- TRECHO SELECIONADO:
+--

O especialista em direito do consumidor Rogério Oliveira também chama atenção aos artigos 54-B e 54-C do CDC, que tratam de contratos. Além de vetar que o fornecedor indique que a operação de crédito possa ser concluída sem consulta ao serviço de proteção de crédito ou sem avaliar a situação financeira do consumidor, ocultar ou dificultar a compreensão sobre os ônus e riscos da contratação do respectivo crédito ou da venda a prazo, os artigos também trazem diretrizes sobre aproveitamento da vulnerabilidade do cliente. "O fornecedor também não poderá assediar ou pressionar a contratar o fornecimento de produto, serviço ou crédito, principalmente quando se tratar de idoso, analfabeto, doente ou em estado de vulnerabilidade agravada, ou se a contratação envolver prêmio", lembra.

Como ressalta o professor do Ceub Ricardo Bastos, "os parâmetros de negociações devem ser discutidos, não devem ser sempre aceitos. Eles não devem ser aceitos quando são abusivos, se colocam o consumidor numa condição muito pesada, num com ônus excessivo, taxa de juros muito alta e parcelamentos muito longos. Muitas vezes, o consumidor quer renegociar sua dívida, mas não quer que sobre nenhum valor para ele. Então, tudo deve ser esclarecido. Os parâmetros de atuação realmente devem respeitar a legalidade e os direitos do consumidor. Mas tudo pode ser conversado. O consumidor deve buscar esclarecimento".

Cobrança abusiva

Apesar da possibilidade de ocorrerem situações de abusividade na cobrança, o consumidor em situação de superendividamento pode garantir seus direitos por diversos meios, como explica Ricardo Bastos. "A primeira orientação é a solução administrativa. Buscar a própria empresa e fazer uma reclamação no SAC, buscar o Procon. Caso essa cobrança seja vexatória, insistente ou ganhe uma proporção maior, o consumidor pode buscar o Poder Judiciário por uma reparação por danos morais. Mas lembrando que não é qualquer vexatória. A cobrança deve ser abusiva, colocar o consumidor em situação constrangedora, submetê-lo ao ridículo. Os meios que o consumidor tem são esses: Procon e Poder Judiciário", explica.

A busca pelo Judiciário para resolução de casos de superendividamento está baseada nos artigos 104-A, 104-B, 104-C, do capítulo V (Da conciliação no superendividamento). O artigo 104-A, por exemplo, prevê a realização de audiência conciliatória para que o consumidor apresente proposta de plano de pagamento das dívidas com prazo de, no máximo, cinco anos. Caso não haja êxito na conciliação, o juiz poderá instaurar processo por superendividamento, por meio de um plano judicial compulsório, o qual prevê "no mínimo, o valor do principal devido, corrigido monetariamente por índices oficiais de preço, e preverá a liquidação total da dívida".

O especialista em direito do consumidor Rogério Oliveira também lembra de outras soluções para casos de superendividamento. "É relevante citar, por exemplo, a experiência que o Tribunal de Justiça do Distrito Federal e Territórios criou, em 2016: o Centro Judiciário de Solução de Conflitos e de Cidadania Superendividados (Cejusc/Super). O objetivo é promover a prevenção, o tratamento e a resolução de conflitos envolvendo consumidores em situação de superendividamento. Na Defensoria Pública e nos Núcleos de Práticas Jurídicas das faculdades de direito reconhecidas, há tratamento específico para a pessoa hipossuficiente que se considera na situação de superendividamento", aponta.

+--

- DADOS REGISTRADOS:
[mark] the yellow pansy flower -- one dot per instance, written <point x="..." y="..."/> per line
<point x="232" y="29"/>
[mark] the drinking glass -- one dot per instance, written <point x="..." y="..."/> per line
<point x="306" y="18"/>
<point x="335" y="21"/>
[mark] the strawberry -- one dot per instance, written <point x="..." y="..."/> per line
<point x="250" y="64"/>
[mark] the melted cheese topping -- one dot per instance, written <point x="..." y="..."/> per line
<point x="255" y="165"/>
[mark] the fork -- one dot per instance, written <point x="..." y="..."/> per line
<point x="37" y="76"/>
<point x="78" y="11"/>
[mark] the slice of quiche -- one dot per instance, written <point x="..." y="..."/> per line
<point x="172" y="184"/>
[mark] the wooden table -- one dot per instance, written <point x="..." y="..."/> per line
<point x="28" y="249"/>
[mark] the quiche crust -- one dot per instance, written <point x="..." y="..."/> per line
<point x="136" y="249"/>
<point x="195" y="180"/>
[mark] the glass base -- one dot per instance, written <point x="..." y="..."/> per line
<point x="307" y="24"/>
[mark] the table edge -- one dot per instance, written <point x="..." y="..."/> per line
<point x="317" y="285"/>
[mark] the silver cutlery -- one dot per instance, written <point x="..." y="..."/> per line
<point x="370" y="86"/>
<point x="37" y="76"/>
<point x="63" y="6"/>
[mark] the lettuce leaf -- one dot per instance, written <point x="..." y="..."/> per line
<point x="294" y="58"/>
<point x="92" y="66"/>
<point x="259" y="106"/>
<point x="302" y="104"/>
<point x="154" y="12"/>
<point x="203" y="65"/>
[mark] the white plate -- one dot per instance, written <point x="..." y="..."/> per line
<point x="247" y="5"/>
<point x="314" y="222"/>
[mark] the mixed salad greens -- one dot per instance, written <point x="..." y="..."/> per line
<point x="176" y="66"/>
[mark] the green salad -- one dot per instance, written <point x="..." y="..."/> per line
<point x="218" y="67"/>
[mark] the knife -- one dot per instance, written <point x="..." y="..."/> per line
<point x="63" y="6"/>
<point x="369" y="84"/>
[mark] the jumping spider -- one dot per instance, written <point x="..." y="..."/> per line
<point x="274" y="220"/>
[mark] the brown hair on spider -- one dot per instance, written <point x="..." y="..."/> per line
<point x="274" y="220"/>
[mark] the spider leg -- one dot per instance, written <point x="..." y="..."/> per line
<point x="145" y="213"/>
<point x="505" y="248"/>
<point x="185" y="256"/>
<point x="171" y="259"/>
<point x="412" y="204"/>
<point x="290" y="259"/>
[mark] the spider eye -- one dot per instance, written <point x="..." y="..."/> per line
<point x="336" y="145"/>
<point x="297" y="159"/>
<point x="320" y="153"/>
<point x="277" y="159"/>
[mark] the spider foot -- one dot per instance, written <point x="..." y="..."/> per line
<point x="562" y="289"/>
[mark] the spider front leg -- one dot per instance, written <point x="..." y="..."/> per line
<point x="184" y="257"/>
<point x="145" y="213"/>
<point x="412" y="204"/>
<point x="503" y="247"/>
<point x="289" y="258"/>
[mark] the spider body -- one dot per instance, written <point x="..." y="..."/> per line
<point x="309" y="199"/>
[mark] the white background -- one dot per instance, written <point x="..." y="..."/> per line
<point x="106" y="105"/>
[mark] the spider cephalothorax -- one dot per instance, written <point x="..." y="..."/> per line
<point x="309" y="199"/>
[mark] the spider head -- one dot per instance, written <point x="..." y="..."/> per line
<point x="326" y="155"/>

+--

- INSTRUÇÕES:
[A] Reproduza palavra por palavra as linhas da listagem, começando pela linha que contém "[mark] the spider foot" e indo até a última linha da listagem, ambas incluídas.
[B] Dê continuidade ao texto sobre superendividamento a partir do ponto em que ele termina.
O texto sobre superendividamento e a listagem não têm nenhuma relação entre si.

- RESULTADOS DO EXERCÍCIO:
[A]
[mark] the spider foot -- one dot per instance, written <point x="..." y="..."/> per line
<point x="562" y="289"/>
[mark] the spider front leg -- one dot per instance, written <point x="..." y="..."/> per line
<point x="184" y="257"/>
<point x="145" y="213"/>
<point x="412" y="204"/>
<point x="503" y="247"/>
<point x="289" y="258"/>
[mark] the spider body -- one dot per instance, written <point x="..." y="..."/> per line
<point x="309" y="199"/>
[mark] the white background -- one dot per instance, written <point x="..." y="..."/> per line
<point x="106" y="105"/>
[mark] the spider cephalothorax -- one dot per instance, written <point x="..." y="..."/> per line
<point x="309" y="199"/>
[mark] the spider head -- one dot per instance, written <point x="..." y="..."/> per line
<point x="326" y="155"/>

[B]
*Estagiário sob a supervisão

de Adson Boaventura 

Dicas para evitar as dívidas

» Planejamento financeiro é fundamental

» Evite empréstimos
bancários com juros
abusivos

» Evite dívidas com cartão; nunca deixe de pagar o cartão de crédito na íntegra

» Coloque na ponta do lápis tudo que você está gastando. Para que você tenha o seu direito respeitado, é importante que você documente toda a situação que você está vivendo

» No caso de juros abusivos, coloque na ponta do lápis os juros que estão sendo cobrados

»Claro

Problemas na fatura

Camila Lacerda Ribeiro Vieira,

Asa Norte

A estudante Camila Lacerda Ribeiro Vieira, 20 anos, moradora da Asa Norte, entrou em contato com a coluna do Grita do Consumidor para relatar um problema com a empresa Claro. "No APP Claro Móvel diz que a fatura está sendo paga junto da Residencial, e que está tudo em dia. Há a mesma informação dentro do APP Claro Residencial. Mas minha linha foi suspensa este mês, segundo eles, por não ter pago a fatura de dezembro. Reclamei e até agora estou sem resposta. O aplicativo diz uma coisa, a fatura diz uma coisa e eles dizem outra, e ainda afirmam que não conseguem resolver se não emitindo a segunda via de uma fatura que já paguei", relata.

Resposta da empresa

"A Claro informa que a linha da senhora Camila Lacerda Ribeiro Vieira está ativa e a operadora está tentando contato com a cliente para os esclarecimentos necessários. A Claro continua à disposição por meio de todos os canais de atendimento."

Resposta do consumidor

"É uma resposta genérica que desconsiderou tudo o que eu falei sobre ter pago, e isso ser um problema recorrente. Eu já perguntei dos valores das faturas e ninguém responde. Pedi uma cópia do contrato e nada, inclusive perdi o desconto de débito automático porque resolvi pedir o boleto e conferir a fatura todo mês devido a essa confusão."

Mercado Pago

Transferência de dinheiro

Vivian de Castro Henriques,

Águas Claras

A empresária Vivian de Castro Henriques, 46 anos, moradora de Águas Claras, afirma que R$ 3 mil foram transferidos para fora de sua conta do Mercado Pago sem sua autorização ou conhecimento. "Sumiu um dinheiro da minha conta do Mercado Pago, por meio de uma transferência, e eles não me deram nenhuma informação a respeito. Só me informaram o nome da pessoa que recebeu, mas não me deram o número da conta, CPF e nem falaram por onde foi feita essa transação. O Mercado Pago fez uma transferência da minha conta e ficou por isso mesmo. Eu quero reaver esse dinheiro e eles estão alegando que a transferência foi feita por um dispositivo autorizado por mim. Quero que eles me provem isso, porque somente eu tenho acesso à senha. Não fui eu quem fez a transação. Já que eles estão falando que eu fiz, eu quero um comprovante provando que fui eu, e eles não me deram comprovante", conta.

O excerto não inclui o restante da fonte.